▶ **Exercise description**: Return exactly the lines that run from the one with "Can you find the stone wall?" to the last line of the entries below, both included, and nothing else.

[Referring expression pointing data]

==========

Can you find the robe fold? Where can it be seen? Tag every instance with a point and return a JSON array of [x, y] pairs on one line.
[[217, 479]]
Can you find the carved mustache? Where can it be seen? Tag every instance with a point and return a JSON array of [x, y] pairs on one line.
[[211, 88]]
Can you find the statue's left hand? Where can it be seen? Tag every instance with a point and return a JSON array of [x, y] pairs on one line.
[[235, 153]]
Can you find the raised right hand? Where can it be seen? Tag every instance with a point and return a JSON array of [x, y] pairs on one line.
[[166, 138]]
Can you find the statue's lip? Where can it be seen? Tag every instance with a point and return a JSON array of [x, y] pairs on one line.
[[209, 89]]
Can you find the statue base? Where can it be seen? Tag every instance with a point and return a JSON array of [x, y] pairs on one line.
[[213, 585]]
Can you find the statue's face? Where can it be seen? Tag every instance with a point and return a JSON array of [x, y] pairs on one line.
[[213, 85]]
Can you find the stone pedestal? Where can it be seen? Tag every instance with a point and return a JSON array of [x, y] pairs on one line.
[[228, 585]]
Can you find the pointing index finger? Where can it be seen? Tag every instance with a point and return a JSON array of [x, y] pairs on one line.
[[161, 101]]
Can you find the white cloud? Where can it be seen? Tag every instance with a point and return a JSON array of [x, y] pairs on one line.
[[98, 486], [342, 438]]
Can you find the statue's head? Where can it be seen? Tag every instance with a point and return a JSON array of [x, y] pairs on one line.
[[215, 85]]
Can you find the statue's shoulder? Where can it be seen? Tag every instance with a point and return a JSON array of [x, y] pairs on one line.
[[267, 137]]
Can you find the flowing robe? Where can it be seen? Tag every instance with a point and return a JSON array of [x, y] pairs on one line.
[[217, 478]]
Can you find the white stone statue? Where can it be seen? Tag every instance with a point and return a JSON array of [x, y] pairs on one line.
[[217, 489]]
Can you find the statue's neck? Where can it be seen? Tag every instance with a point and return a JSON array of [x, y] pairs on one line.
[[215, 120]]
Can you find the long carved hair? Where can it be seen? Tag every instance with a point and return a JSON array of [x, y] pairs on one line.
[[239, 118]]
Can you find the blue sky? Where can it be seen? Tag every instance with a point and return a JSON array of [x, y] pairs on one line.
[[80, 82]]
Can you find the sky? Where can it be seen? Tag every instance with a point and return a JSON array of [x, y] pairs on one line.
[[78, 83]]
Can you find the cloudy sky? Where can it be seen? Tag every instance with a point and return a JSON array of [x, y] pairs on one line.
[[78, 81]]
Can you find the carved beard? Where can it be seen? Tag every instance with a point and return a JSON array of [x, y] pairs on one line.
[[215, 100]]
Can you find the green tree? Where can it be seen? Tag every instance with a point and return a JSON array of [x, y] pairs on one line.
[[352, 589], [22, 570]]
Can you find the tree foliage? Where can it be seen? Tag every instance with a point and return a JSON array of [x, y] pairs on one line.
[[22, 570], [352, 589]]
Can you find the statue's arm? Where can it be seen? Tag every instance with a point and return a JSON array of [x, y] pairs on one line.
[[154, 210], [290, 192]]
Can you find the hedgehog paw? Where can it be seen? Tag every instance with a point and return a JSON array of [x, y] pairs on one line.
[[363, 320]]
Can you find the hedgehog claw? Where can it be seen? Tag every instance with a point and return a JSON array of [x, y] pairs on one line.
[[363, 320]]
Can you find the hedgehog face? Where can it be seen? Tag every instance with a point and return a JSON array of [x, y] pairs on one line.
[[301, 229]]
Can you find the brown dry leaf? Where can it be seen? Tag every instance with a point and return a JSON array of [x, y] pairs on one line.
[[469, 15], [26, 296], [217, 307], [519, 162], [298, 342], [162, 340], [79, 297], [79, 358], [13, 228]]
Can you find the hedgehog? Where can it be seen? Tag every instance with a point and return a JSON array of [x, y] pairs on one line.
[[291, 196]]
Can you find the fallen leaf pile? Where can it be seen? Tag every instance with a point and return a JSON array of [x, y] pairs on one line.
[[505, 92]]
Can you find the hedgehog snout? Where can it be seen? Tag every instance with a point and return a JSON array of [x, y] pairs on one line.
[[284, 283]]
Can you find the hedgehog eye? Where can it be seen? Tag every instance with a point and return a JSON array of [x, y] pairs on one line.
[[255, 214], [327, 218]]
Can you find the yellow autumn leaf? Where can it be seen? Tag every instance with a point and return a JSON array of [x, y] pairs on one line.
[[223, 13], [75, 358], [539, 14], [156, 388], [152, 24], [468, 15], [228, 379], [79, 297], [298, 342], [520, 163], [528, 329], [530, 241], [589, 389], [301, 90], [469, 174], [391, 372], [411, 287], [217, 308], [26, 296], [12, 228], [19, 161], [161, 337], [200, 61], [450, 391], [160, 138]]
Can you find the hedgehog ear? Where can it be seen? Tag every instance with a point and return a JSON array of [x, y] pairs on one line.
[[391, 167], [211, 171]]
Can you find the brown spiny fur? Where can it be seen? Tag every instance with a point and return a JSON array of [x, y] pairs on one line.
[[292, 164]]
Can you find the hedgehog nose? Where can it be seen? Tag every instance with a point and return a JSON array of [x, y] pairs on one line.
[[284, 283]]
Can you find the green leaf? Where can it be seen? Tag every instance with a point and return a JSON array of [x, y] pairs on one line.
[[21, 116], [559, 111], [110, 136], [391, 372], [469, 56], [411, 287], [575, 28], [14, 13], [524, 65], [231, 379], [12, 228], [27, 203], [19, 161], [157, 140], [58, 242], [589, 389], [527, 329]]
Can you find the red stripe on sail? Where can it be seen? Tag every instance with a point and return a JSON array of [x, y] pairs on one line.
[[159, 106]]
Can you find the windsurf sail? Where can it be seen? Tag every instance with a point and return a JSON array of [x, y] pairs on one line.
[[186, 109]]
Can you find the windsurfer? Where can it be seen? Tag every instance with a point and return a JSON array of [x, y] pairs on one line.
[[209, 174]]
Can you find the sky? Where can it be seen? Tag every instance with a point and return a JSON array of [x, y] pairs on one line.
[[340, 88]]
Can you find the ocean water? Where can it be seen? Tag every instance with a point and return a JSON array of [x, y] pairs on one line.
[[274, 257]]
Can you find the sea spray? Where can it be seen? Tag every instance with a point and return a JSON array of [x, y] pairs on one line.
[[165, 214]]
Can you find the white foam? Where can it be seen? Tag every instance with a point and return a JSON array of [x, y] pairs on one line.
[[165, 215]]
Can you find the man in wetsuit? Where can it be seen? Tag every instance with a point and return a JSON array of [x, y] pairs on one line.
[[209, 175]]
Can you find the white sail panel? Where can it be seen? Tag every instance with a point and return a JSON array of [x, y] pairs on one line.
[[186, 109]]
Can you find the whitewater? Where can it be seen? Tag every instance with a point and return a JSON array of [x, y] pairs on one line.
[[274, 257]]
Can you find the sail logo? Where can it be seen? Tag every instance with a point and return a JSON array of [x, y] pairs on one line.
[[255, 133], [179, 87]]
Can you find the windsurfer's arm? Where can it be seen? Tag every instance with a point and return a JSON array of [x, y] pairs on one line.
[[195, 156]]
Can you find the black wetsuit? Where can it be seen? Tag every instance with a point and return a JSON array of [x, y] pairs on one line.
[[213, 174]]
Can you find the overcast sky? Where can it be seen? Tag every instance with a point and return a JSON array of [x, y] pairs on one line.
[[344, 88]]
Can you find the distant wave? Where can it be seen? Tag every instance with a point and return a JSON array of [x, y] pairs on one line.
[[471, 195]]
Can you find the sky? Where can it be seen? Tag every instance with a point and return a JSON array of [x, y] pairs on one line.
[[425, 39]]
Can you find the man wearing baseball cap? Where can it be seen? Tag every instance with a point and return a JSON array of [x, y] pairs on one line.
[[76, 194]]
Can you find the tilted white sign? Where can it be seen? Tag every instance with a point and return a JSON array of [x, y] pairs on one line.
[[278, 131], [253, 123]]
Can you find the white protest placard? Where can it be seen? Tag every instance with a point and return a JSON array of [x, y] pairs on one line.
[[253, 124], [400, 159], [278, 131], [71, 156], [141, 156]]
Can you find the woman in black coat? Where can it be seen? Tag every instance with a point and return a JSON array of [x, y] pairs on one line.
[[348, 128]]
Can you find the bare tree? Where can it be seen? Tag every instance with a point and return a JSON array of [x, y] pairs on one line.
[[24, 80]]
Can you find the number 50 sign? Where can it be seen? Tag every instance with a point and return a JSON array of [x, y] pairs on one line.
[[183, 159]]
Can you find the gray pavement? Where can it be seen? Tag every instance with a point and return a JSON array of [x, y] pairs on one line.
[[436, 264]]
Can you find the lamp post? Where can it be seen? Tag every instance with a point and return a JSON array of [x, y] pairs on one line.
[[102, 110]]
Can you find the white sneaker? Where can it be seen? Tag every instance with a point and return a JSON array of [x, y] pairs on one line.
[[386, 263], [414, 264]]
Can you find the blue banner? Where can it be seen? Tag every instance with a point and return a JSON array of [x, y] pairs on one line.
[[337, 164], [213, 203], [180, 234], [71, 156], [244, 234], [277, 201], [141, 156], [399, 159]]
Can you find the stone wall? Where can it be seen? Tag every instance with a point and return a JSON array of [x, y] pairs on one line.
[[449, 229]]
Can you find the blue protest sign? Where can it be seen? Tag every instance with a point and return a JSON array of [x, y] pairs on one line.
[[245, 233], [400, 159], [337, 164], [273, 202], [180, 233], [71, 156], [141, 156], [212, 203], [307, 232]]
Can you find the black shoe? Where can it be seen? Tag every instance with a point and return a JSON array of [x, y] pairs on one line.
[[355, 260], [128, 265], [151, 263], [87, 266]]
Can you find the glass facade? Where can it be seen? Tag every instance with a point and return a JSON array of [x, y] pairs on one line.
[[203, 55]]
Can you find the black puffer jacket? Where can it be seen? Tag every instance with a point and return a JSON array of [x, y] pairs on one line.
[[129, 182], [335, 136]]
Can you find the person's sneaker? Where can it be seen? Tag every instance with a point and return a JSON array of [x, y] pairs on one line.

==========

▶ **Output**:
Can you find the stone wall? Where can it be seen? Tag every instance with a point and return a JSON array of [x, y] pairs on one line.
[[449, 229]]
Can you find the blue protest sign? Where can it be seen? Tag every instance with a point and return a JSON array of [x, y] pairs on one line.
[[245, 233], [400, 159], [337, 164], [273, 202], [180, 233], [71, 156], [141, 156], [212, 203], [307, 232]]
Can you find the black shoe? Where can it be seen? Tag every instance with a point and return a JSON array of [x, y] pairs on one line.
[[355, 260], [128, 265], [151, 263], [87, 266]]
Can you find the glass facade? Where can it be seen? Tag every instance with a point and return a JSON array of [x, y] pairs on one line.
[[203, 55]]
Can you find the black puffer jacket? Where can it be seen? Tag every instance with a point and return a JSON array of [x, y] pairs on one line.
[[129, 182], [335, 136]]
Can you find the person's sneaker? Where can it be seen? Tag every instance with a point and return a JSON array of [x, y] pairs on one line.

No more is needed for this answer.